## Stated exercise A:
Using the passage on the malicious traffic detection model, decide whether each statement agrees with it. Answer yes or no for each, and quote the words that decide it.
(i) The model is split into five parts.
(ii) The attention mechanism hierarchy has two layers.
(iii) The maximum pooling hierarchy is meant to ease over-fitting during training.
## Stated exercise B:
Answer these questions from the passage on the malicious traffic detection model:
(i) What kind of attention mechanism is used at the attention level?
(ii) What is obtained by stacking the results of the three levels of operations?
(iii) Besides reducing variance, what does the average pooling level improve?
start Source extract
The proposed hierarchical attention model designed for malicious traffic detection is divided into five parts. Namely, the input layer, the feature conversion part, the bidirectional gated memory unit part, the hierarchy part, and the multi-layer perceptron output part. The "hierarchy" defined in the research of this paper means to perform further different operations on the hidden state h of the bidirectional gated recurrent neural network (BiGRU). According to the data flow segment obtained by data preprocessing, three different operations are performed on the hidden state information, namely the attention mechanism hierarchy, the maximum pooling hierarchy, and the average pooling hierarchy, and the attention mechanism hierarchy contains only one layer. The results of these three levels of operations are stacked to obtain richer traffic features, making it easier for the model to identify malicious traffic. The main function in the attention hierarchy is to focus on the recognition of malicious flow in the data flow segment, and the soft attention mechanism is used in the attention level of this paper, with only one attention weight Ww. Therefore, it has the attention to the data flow level in the data flow segment. The maximum pooling hierarchy introduces abstract expressions to alleviate the over-fitting phenomenon during model training. The average pooling level can reduce the variance of the estimated value caused by the limited neighborhood size and improve the generalization ability of the model. Besides, both the maximum pooling hierarchy and the average pooling hierarchy can reduce model learning parameters and reduce the cost of model inference. Since the information extracted by the attention mechanism hierarchy in the HAGRU malicious traffic recognition model proposed in this paper is very critical, it is defined and described as a hierarchical attention mechanism.

GRU (Gated Recurrent Unit)
end Source extract
start Information provided
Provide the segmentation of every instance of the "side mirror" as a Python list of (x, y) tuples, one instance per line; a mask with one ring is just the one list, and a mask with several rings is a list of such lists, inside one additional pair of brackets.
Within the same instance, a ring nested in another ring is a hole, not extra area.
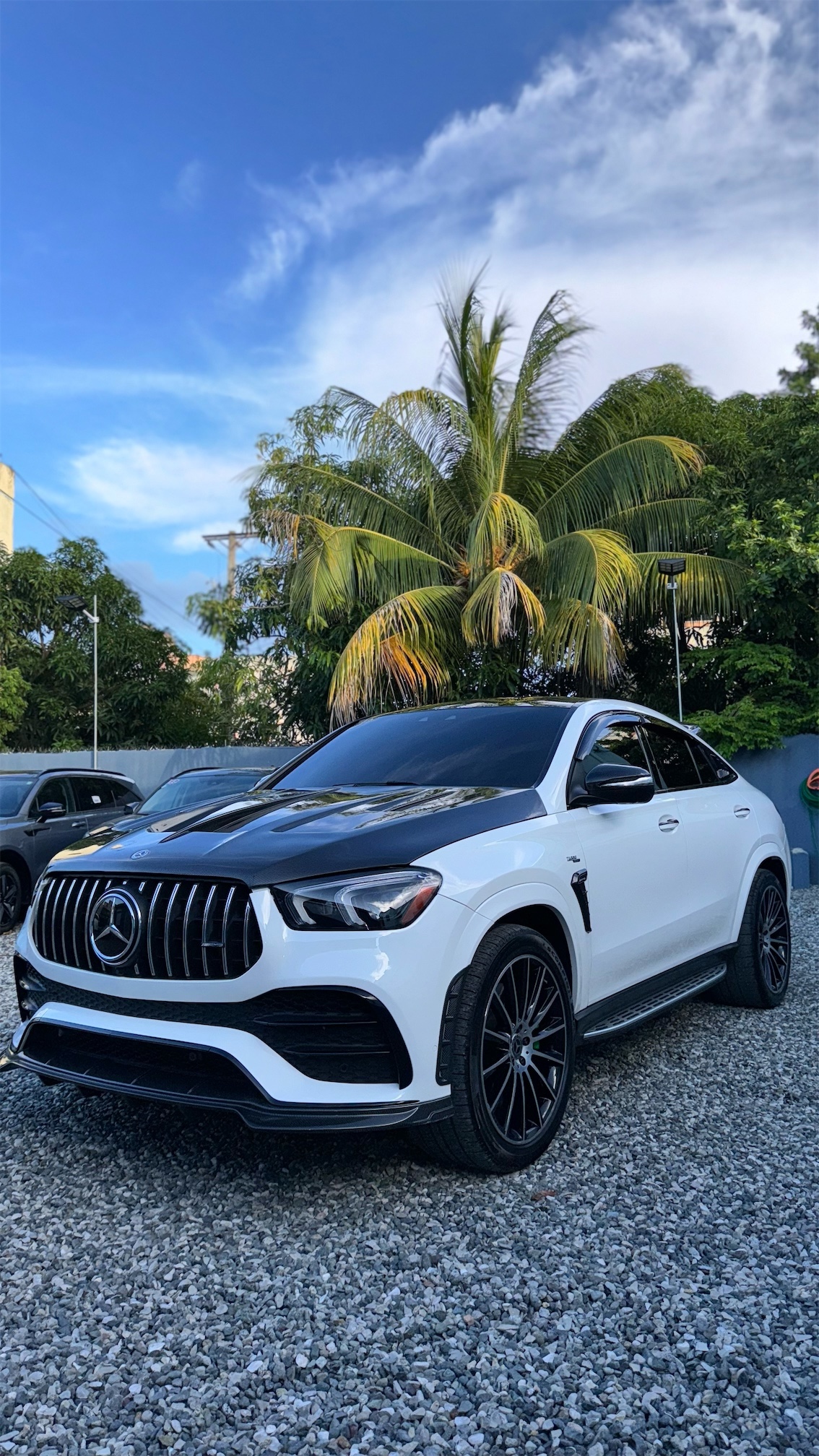
[(36, 812), (36, 823), (44, 824), (50, 818), (64, 818), (66, 805), (58, 804), (57, 799), (50, 799), (48, 804), (41, 804)]
[(647, 804), (654, 798), (654, 780), (648, 770), (630, 763), (596, 763), (583, 786), (587, 804)]

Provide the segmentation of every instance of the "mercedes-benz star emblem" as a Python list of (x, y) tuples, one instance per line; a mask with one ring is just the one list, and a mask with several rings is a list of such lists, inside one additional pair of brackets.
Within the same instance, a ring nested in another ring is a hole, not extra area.
[(90, 943), (105, 965), (122, 965), (140, 935), (140, 907), (127, 890), (106, 890), (96, 901), (89, 926)]

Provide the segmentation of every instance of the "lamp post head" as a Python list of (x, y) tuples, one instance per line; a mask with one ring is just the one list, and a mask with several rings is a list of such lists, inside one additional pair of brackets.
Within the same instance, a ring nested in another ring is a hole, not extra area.
[(657, 571), (660, 577), (682, 577), (685, 572), (685, 556), (660, 556)]

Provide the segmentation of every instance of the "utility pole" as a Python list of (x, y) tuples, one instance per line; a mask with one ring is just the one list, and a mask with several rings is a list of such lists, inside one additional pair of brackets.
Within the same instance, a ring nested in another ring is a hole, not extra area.
[(203, 536), (208, 546), (216, 547), (220, 542), (227, 543), (227, 596), (236, 596), (236, 542), (254, 540), (255, 531), (217, 531), (213, 536)]
[(685, 556), (663, 556), (657, 562), (657, 571), (660, 577), (666, 578), (666, 590), (672, 594), (672, 630), (673, 630), (673, 657), (676, 664), (676, 711), (678, 718), (682, 722), (682, 681), (679, 676), (679, 623), (676, 617), (676, 578), (682, 577), (685, 572)]
[(0, 546), (15, 549), (15, 472), (0, 462)]

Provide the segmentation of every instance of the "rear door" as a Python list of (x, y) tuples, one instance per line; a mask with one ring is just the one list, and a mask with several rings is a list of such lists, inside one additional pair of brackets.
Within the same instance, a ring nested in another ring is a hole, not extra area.
[[(648, 766), (637, 719), (609, 713), (586, 729), (570, 796), (595, 763)], [(673, 795), (567, 812), (589, 877), (589, 1000), (597, 1002), (686, 958), (685, 830)]]
[(691, 955), (727, 945), (745, 866), (756, 839), (751, 802), (737, 775), (705, 744), (667, 724), (646, 724), (663, 794), (673, 792), (688, 843)]
[[(44, 804), (60, 804), (64, 812), (60, 818), (44, 820), (42, 824), (38, 824), (36, 815)], [(61, 849), (66, 849), (68, 844), (73, 844), (74, 840), (82, 839), (85, 831), (85, 815), (79, 814), (76, 810), (74, 795), (71, 794), (71, 780), (60, 778), (45, 779), (36, 791), (36, 798), (29, 810), (29, 824), (26, 827), (26, 836), (32, 842), (31, 859), (34, 878), (38, 878), (54, 855), (57, 855)]]

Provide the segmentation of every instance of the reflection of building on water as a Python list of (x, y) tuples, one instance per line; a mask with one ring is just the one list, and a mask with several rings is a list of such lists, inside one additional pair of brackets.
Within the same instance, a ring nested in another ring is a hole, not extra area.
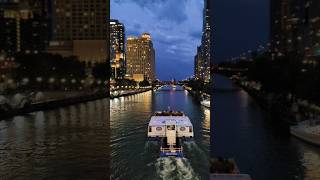
[(240, 174), (233, 159), (218, 157), (211, 159), (210, 180), (251, 180), (251, 177)]
[(320, 145), (320, 120), (307, 120), (290, 127), (295, 137), (314, 145)]

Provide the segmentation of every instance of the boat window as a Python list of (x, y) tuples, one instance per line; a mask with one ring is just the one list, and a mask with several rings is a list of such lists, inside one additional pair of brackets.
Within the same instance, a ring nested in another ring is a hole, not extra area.
[(167, 129), (168, 129), (168, 130), (175, 130), (175, 125), (168, 125), (168, 126), (167, 126)]

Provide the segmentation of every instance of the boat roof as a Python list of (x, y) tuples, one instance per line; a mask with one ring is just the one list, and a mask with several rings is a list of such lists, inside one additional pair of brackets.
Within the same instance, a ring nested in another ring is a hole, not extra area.
[(210, 180), (251, 180), (248, 174), (210, 174)]
[(188, 116), (152, 116), (149, 122), (149, 126), (165, 126), (166, 124), (192, 126)]

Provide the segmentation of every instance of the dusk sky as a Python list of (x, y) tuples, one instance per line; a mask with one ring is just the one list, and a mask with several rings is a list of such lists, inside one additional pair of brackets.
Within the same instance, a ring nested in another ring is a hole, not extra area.
[(150, 33), (157, 78), (181, 80), (193, 75), (203, 6), (203, 0), (111, 0), (111, 19), (124, 24), (127, 37)]
[(214, 63), (236, 57), (269, 36), (269, 0), (212, 0)]

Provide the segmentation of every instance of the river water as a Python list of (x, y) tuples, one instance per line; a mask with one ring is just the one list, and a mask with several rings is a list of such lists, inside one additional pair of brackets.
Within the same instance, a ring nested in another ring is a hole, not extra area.
[[(289, 133), (231, 81), (215, 75), (211, 113), (211, 156), (234, 158), (255, 180), (320, 179), (320, 148)], [(224, 90), (224, 91), (223, 91)]]
[(0, 121), (0, 179), (109, 179), (109, 99)]
[[(177, 87), (177, 90), (181, 87)], [(160, 146), (147, 142), (155, 111), (184, 111), (194, 126), (195, 141), (184, 145), (185, 158), (160, 158)], [(110, 101), (112, 179), (208, 179), (210, 110), (187, 91), (148, 91)]]

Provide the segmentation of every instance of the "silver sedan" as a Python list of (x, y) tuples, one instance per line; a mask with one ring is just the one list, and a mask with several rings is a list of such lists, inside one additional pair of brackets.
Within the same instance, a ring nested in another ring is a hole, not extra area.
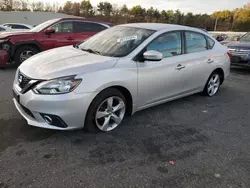
[(229, 73), (227, 49), (200, 29), (126, 24), (26, 60), (13, 100), (33, 126), (111, 131), (139, 110), (199, 92), (212, 97)]

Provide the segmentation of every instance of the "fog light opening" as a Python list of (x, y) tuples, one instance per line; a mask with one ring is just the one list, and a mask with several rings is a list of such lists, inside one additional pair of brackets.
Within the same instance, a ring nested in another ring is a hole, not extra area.
[(44, 115), (43, 116), (43, 119), (48, 123), (48, 124), (52, 124), (53, 123), (53, 120), (51, 117), (47, 116), (47, 115)]

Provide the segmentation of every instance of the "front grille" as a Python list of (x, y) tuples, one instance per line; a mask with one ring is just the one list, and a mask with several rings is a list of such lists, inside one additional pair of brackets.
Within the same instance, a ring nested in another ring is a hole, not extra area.
[(30, 78), (22, 74), (20, 71), (18, 73), (17, 79), (18, 79), (19, 86), (22, 89), (31, 81)]
[(30, 117), (35, 119), (35, 116), (32, 114), (32, 112), (28, 108), (24, 107), (20, 103), (19, 103), (19, 105), (22, 107), (22, 109), (25, 111), (26, 114), (28, 114)]

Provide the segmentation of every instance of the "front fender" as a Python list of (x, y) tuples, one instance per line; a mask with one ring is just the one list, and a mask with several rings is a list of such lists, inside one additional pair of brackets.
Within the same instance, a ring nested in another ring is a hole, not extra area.
[(121, 86), (126, 88), (135, 101), (137, 97), (137, 68), (111, 68), (97, 72), (91, 72), (84, 75), (78, 75), (82, 78), (82, 83), (74, 90), (76, 93), (93, 93), (102, 90)]

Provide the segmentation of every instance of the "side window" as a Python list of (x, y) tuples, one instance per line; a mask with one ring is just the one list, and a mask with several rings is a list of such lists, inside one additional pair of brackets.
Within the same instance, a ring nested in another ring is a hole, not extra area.
[(10, 25), (10, 24), (4, 24), (3, 26), (12, 28), (12, 25)]
[(147, 50), (156, 50), (162, 53), (163, 57), (172, 57), (181, 54), (181, 32), (163, 34), (154, 39)]
[(73, 22), (60, 22), (51, 26), (56, 33), (71, 33), (73, 32)]
[(195, 32), (185, 32), (186, 52), (194, 53), (207, 50), (207, 41), (205, 36)]
[(207, 48), (212, 49), (214, 47), (215, 42), (210, 37), (206, 36), (206, 39), (207, 39)]
[(106, 29), (105, 26), (91, 22), (75, 22), (77, 33), (81, 32), (99, 32)]

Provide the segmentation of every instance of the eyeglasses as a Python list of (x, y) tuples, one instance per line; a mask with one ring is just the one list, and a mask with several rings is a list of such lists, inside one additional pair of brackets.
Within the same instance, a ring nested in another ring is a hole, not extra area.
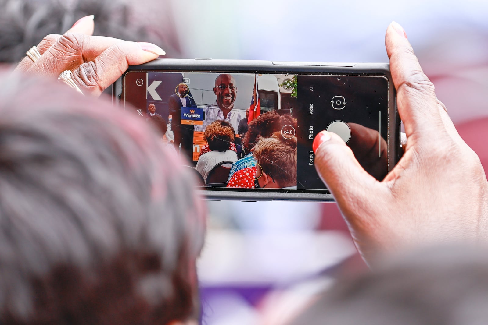
[(219, 88), (221, 90), (224, 90), (225, 88), (229, 88), (231, 90), (235, 90), (237, 89), (237, 86), (226, 86), (223, 83), (221, 85), (219, 85), (218, 86), (216, 86), (214, 88)]

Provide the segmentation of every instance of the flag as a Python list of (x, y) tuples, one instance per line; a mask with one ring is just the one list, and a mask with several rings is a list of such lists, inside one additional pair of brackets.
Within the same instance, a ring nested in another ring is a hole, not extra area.
[(259, 95), (258, 94), (258, 75), (256, 75), (254, 79), (254, 90), (252, 94), (252, 99), (251, 100), (251, 106), (249, 109), (249, 117), (247, 118), (247, 124), (259, 116), (261, 114), (261, 106), (259, 104)]

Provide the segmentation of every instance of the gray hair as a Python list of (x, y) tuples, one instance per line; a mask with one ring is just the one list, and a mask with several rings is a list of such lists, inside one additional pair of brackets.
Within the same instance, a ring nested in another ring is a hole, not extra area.
[(160, 22), (160, 26), (150, 26), (143, 17), (134, 14), (133, 2), (126, 0), (0, 0), (0, 62), (18, 62), (46, 35), (62, 34), (78, 19), (89, 15), (95, 16), (95, 35), (151, 42), (164, 49), (165, 57), (180, 57), (174, 21), (165, 12), (170, 11), (169, 5), (158, 4), (156, 10), (161, 12), (163, 22)]
[(0, 98), (0, 323), (197, 317), (203, 201), (145, 119), (36, 79)]
[(447, 246), (342, 279), (292, 325), (469, 325), (488, 319), (488, 250)]

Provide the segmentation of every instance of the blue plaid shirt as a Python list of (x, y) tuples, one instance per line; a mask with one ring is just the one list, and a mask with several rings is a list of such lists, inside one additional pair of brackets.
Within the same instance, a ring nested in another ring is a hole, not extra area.
[(230, 169), (230, 173), (229, 174), (229, 179), (227, 180), (228, 182), (237, 171), (240, 171), (244, 168), (250, 168), (256, 166), (256, 160), (252, 156), (252, 153), (250, 153), (246, 155), (244, 158), (242, 158), (236, 162), (232, 164), (232, 168)]

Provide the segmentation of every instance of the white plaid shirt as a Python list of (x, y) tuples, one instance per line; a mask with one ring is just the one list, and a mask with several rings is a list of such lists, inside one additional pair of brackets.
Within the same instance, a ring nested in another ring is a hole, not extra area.
[(194, 130), (195, 131), (205, 132), (208, 125), (218, 119), (224, 120), (232, 124), (234, 128), (234, 131), (237, 134), (237, 127), (239, 125), (239, 121), (242, 119), (241, 112), (235, 111), (232, 109), (227, 115), (227, 118), (224, 118), (224, 113), (221, 111), (219, 106), (217, 104), (217, 101), (213, 105), (209, 105), (203, 108), (203, 112), (205, 112), (205, 119), (203, 120), (203, 125), (195, 125)]

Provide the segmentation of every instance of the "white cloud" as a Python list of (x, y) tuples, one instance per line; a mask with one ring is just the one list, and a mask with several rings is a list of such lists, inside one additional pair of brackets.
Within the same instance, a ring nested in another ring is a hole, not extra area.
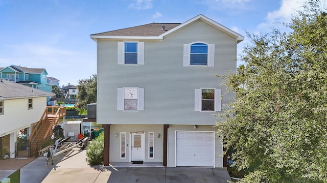
[(128, 8), (136, 10), (146, 10), (152, 8), (152, 0), (137, 0), (136, 3), (129, 5)]
[(162, 16), (162, 14), (161, 13), (158, 12), (155, 12), (155, 13), (152, 15), (152, 17), (153, 18), (157, 18), (161, 17)]

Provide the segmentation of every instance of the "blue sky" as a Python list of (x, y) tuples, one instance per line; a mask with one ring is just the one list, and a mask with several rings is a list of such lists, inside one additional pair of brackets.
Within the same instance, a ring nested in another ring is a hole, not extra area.
[(304, 0), (0, 0), (0, 67), (44, 68), (61, 85), (97, 73), (92, 34), (202, 14), (245, 36), (289, 22)]

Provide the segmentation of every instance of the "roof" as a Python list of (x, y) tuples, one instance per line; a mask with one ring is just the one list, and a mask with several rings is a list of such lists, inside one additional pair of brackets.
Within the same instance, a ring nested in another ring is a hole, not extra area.
[(77, 87), (75, 85), (73, 85), (73, 84), (69, 84), (66, 86), (64, 86), (62, 87), (63, 89), (77, 89)]
[[(162, 28), (162, 25), (165, 25), (165, 30)], [(152, 23), (91, 36), (157, 36), (179, 25), (180, 23)]]
[(49, 79), (49, 80), (52, 80), (52, 81), (60, 81), (60, 80), (59, 80), (59, 79), (56, 79), (56, 78), (53, 78), (53, 77), (46, 77), (46, 79)]
[(45, 69), (28, 68), (14, 65), (12, 66), (24, 72), (30, 74), (41, 74), (45, 70)]
[(48, 97), (55, 95), (30, 86), (5, 79), (0, 81), (0, 99)]
[[(238, 43), (244, 40), (244, 37), (222, 24), (200, 14), (183, 23), (152, 23), (148, 24), (109, 31), (90, 35), (90, 38), (97, 41), (98, 39), (152, 39), (162, 40), (164, 38), (179, 30), (193, 22), (201, 20), (214, 27), (235, 38)], [(165, 30), (162, 25), (165, 25)]]

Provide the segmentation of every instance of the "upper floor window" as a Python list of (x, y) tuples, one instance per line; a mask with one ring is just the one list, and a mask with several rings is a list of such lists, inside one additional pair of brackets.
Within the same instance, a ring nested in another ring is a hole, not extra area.
[(183, 66), (215, 66), (215, 45), (197, 42), (184, 45)]
[(4, 101), (0, 101), (0, 115), (4, 114)]
[(117, 92), (117, 110), (126, 111), (143, 110), (144, 99), (144, 88), (119, 88)]
[(144, 65), (144, 43), (138, 42), (118, 42), (118, 64)]
[(33, 109), (33, 99), (29, 99), (29, 109)]
[(221, 111), (221, 89), (196, 89), (195, 110)]

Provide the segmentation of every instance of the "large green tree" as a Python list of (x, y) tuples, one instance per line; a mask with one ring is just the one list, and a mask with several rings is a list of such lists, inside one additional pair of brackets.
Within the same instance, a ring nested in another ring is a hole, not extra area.
[(77, 86), (78, 108), (86, 109), (88, 104), (97, 102), (97, 82), (96, 74), (92, 75), (89, 79), (79, 80), (79, 85)]
[(327, 14), (311, 0), (282, 33), (248, 34), (236, 94), (217, 121), (241, 182), (327, 182)]

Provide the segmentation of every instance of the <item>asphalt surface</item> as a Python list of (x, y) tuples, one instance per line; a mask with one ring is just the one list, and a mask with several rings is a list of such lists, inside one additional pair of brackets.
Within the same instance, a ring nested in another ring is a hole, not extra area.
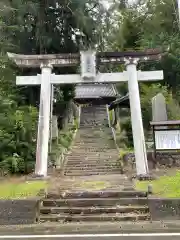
end Information provided
## Written answer A:
(i) Yes: "is divided into five parts"
(ii) No: "the attention mechanism hierarchy contains only one layer"
(iii) Yes: "introduces abstract expressions to alleviate the over-fitting phenomenon during model training"

## Written answer B:
(i) The soft attention mechanism
(ii) Richer traffic features
(iii) The generalization ability of the model